··· Exercise material ···

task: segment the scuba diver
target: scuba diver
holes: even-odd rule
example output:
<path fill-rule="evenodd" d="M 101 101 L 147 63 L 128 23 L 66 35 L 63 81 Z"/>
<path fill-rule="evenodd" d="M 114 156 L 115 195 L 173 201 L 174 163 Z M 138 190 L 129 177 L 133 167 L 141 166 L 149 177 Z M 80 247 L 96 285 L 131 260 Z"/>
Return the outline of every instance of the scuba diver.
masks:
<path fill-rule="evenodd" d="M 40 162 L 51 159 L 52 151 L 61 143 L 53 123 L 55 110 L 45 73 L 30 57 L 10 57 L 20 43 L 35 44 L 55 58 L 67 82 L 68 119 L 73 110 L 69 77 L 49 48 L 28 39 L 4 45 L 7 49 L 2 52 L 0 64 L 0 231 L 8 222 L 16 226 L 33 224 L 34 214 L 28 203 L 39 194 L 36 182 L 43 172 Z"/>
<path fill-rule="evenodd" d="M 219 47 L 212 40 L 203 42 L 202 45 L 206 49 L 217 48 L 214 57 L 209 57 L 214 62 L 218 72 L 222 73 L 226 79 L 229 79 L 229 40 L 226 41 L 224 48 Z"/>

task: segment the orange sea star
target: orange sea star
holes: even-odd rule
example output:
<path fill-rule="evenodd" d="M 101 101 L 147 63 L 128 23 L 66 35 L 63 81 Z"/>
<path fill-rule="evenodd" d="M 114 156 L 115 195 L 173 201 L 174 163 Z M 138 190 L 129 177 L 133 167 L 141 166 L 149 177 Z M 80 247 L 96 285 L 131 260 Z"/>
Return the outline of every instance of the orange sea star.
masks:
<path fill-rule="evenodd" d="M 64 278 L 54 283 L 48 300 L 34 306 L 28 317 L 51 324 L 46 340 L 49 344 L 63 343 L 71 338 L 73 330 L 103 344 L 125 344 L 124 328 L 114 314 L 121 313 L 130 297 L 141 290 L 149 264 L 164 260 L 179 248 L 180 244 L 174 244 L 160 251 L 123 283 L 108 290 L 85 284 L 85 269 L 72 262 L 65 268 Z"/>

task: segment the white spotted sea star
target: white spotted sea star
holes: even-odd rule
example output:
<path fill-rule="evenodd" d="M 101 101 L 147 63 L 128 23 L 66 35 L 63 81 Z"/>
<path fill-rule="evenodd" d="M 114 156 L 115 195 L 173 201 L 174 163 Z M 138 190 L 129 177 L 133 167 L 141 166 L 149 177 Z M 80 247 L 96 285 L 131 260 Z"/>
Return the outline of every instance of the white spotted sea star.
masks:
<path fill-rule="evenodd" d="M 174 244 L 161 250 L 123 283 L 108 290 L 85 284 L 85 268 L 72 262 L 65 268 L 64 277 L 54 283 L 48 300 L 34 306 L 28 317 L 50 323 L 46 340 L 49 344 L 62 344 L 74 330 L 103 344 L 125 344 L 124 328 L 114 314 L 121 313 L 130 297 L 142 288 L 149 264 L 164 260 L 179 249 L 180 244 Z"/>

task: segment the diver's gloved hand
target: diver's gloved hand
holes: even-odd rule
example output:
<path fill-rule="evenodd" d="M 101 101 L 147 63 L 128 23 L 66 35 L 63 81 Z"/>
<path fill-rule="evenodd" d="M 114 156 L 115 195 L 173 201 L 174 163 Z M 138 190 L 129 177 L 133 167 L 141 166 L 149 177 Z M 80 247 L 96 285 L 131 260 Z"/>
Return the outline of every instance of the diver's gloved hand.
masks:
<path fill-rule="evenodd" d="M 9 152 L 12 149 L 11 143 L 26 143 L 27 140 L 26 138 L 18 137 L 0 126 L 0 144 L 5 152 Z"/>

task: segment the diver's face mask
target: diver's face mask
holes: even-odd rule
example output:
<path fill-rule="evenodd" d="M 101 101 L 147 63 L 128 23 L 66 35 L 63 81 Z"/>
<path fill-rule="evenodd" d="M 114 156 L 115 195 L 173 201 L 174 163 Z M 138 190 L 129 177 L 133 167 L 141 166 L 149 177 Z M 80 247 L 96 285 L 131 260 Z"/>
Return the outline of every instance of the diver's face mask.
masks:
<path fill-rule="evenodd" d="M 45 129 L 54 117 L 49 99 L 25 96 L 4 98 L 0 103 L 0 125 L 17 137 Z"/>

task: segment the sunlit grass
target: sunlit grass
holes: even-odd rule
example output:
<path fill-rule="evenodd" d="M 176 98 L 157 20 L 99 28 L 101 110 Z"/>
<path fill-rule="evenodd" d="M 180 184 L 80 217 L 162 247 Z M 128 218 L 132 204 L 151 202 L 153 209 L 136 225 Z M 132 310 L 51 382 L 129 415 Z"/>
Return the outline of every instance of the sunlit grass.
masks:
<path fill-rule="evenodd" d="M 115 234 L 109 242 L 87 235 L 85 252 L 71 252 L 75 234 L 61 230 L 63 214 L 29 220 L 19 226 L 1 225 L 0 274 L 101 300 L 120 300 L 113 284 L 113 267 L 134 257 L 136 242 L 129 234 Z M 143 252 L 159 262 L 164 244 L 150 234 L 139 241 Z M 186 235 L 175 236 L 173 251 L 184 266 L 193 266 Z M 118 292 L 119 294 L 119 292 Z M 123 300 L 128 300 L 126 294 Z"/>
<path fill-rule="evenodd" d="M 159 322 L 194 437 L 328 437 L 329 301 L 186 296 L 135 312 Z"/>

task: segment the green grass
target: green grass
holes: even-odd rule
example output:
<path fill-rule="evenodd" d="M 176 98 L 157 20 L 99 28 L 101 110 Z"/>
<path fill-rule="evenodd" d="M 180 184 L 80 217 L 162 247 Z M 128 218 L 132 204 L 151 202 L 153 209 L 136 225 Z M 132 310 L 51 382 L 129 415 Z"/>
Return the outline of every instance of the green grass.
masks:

···

[Requirements] Lay out every line of the entries above as a numbered list with one line per item, leaving out the blank lines.

[Correct result]
1. task: segment the scuba diver
2. target: scuba diver
3. holes: even-odd rule
4. example output:
5. <path fill-rule="evenodd" d="M 101 101 L 147 63 L 128 23 L 66 35 L 63 81 Z"/>
6. <path fill-rule="evenodd" d="M 114 156 L 115 195 L 173 201 L 174 163 Z M 138 190 L 129 177 L 133 167 L 141 166 L 149 177 Z M 80 247 L 96 285 L 131 260 Z"/>
7. Return the outline of every instance of the scuba diver.
8. masks:
9. <path fill-rule="evenodd" d="M 40 162 L 51 159 L 52 151 L 61 143 L 53 123 L 55 110 L 45 73 L 30 57 L 10 57 L 20 43 L 35 44 L 55 58 L 67 82 L 68 119 L 73 110 L 69 77 L 49 48 L 28 39 L 4 45 L 7 49 L 2 52 L 0 64 L 0 231 L 8 222 L 16 226 L 33 224 L 34 214 L 28 203 L 39 194 L 36 182 L 43 172 Z"/>
10. <path fill-rule="evenodd" d="M 219 47 L 212 40 L 203 42 L 202 45 L 206 49 L 217 48 L 214 57 L 209 57 L 214 62 L 218 72 L 222 73 L 226 79 L 229 79 L 229 40 L 226 41 L 224 48 Z"/>
11. task: segment the orange sea star
12. target: orange sea star
13. holes: even-odd rule
14. example output:
15. <path fill-rule="evenodd" d="M 101 101 L 147 63 L 128 23 L 66 35 L 63 81 Z"/>
16. <path fill-rule="evenodd" d="M 114 156 L 115 195 L 173 201 L 174 163 Z M 138 190 L 129 177 L 133 167 L 141 166 L 149 177 Z M 80 247 L 96 285 L 131 260 Z"/>
17. Return the outline of every instance of the orange sea star.
18. masks:
19. <path fill-rule="evenodd" d="M 64 278 L 54 283 L 48 300 L 34 306 L 28 317 L 51 324 L 46 340 L 49 344 L 63 343 L 71 338 L 73 330 L 103 344 L 125 344 L 124 328 L 114 314 L 121 313 L 130 297 L 141 290 L 149 264 L 164 260 L 179 248 L 180 244 L 174 244 L 160 251 L 123 283 L 108 290 L 85 284 L 85 269 L 72 262 L 65 268 Z"/>
20. task: segment the white spotted sea star
21. target: white spotted sea star
22. holes: even-odd rule
23. example output:
24. <path fill-rule="evenodd" d="M 101 101 L 147 63 L 128 23 L 66 35 L 63 81 Z"/>
25. <path fill-rule="evenodd" d="M 114 156 L 115 195 L 173 201 L 174 163 Z M 138 190 L 129 177 L 133 167 L 141 166 L 149 177 Z M 80 247 L 96 285 L 131 260 Z"/>
26. Return the outline of every instance of the white spotted sea star.
27. masks:
28. <path fill-rule="evenodd" d="M 174 244 L 161 250 L 123 283 L 108 290 L 85 284 L 85 268 L 72 262 L 65 268 L 64 277 L 54 283 L 48 300 L 34 306 L 28 317 L 50 323 L 46 340 L 49 344 L 62 344 L 74 330 L 103 344 L 125 344 L 124 328 L 114 314 L 121 313 L 130 297 L 142 288 L 149 264 L 164 260 L 179 249 L 180 244 Z"/>
29. task: segment the diver's gloved hand
30. target: diver's gloved hand
31. holes: even-odd rule
32. example output:
33. <path fill-rule="evenodd" d="M 101 101 L 147 63 L 128 23 L 66 35 L 63 81 Z"/>
34. <path fill-rule="evenodd" d="M 114 156 L 115 195 L 173 201 L 174 163 Z M 138 190 L 129 177 L 133 167 L 141 166 L 149 177 Z M 80 247 L 96 285 L 131 260 Z"/>
35. Return the outline of every instance of the diver's gloved hand.
36. masks:
37. <path fill-rule="evenodd" d="M 9 152 L 12 149 L 11 143 L 26 143 L 27 140 L 26 138 L 18 137 L 0 126 L 0 144 L 5 152 Z"/>
38. task: segment the diver's face mask
39. target: diver's face mask
40. holes: even-odd rule
41. example output:
42. <path fill-rule="evenodd" d="M 101 101 L 147 63 L 128 23 L 66 35 L 63 81 Z"/>
43. <path fill-rule="evenodd" d="M 114 156 L 115 195 L 173 201 L 174 163 Z M 138 190 L 129 177 L 133 167 L 141 166 L 149 177 Z M 80 247 L 96 285 L 131 260 Z"/>
44. Return the outline of every instance of the diver's face mask.
45. masks:
46. <path fill-rule="evenodd" d="M 45 129 L 54 117 L 49 99 L 25 96 L 4 98 L 0 103 L 0 125 L 17 137 Z"/>
47. task: segment the sunlit grass
48. target: sunlit grass
49. holes: even-odd rule
50. example output:
51. <path fill-rule="evenodd" d="M 176 98 L 157 20 L 99 28 L 101 110 Z"/>
52. <path fill-rule="evenodd" d="M 180 184 L 80 217 L 162 247 Z M 128 218 L 132 204 L 151 202 L 153 209 L 136 225 Z M 132 310 L 51 382 L 129 415 Z"/>
53. Return the outline of every instance of the sunlit grass.
54. masks:
55. <path fill-rule="evenodd" d="M 115 234 L 109 242 L 87 235 L 85 252 L 71 252 L 75 234 L 61 230 L 63 214 L 29 220 L 19 226 L 1 225 L 0 274 L 101 300 L 120 300 L 113 284 L 113 267 L 134 257 L 136 242 L 129 234 Z M 143 252 L 159 262 L 164 244 L 150 234 L 139 241 Z M 186 235 L 175 236 L 173 251 L 184 266 L 193 266 Z M 118 292 L 119 294 L 119 292 Z M 123 300 L 128 300 L 126 294 Z"/>
56. <path fill-rule="evenodd" d="M 159 322 L 194 437 L 328 437 L 329 301 L 186 296 L 135 312 Z"/>
57. task: segment the green grass
58. target: green grass
59. holes: even-odd rule
60. example output:
61. <path fill-rule="evenodd" d="M 176 98 L 157 20 L 99 28 L 101 110 Z"/>
62. <path fill-rule="evenodd" d="M 180 184 L 80 217 L 162 247 Z M 128 218 L 132 204 L 151 202 L 153 209 L 136 225 Z M 132 310 L 51 382 L 129 415 Z"/>
63. Return the outline of every instance of the green grass.
64. masks:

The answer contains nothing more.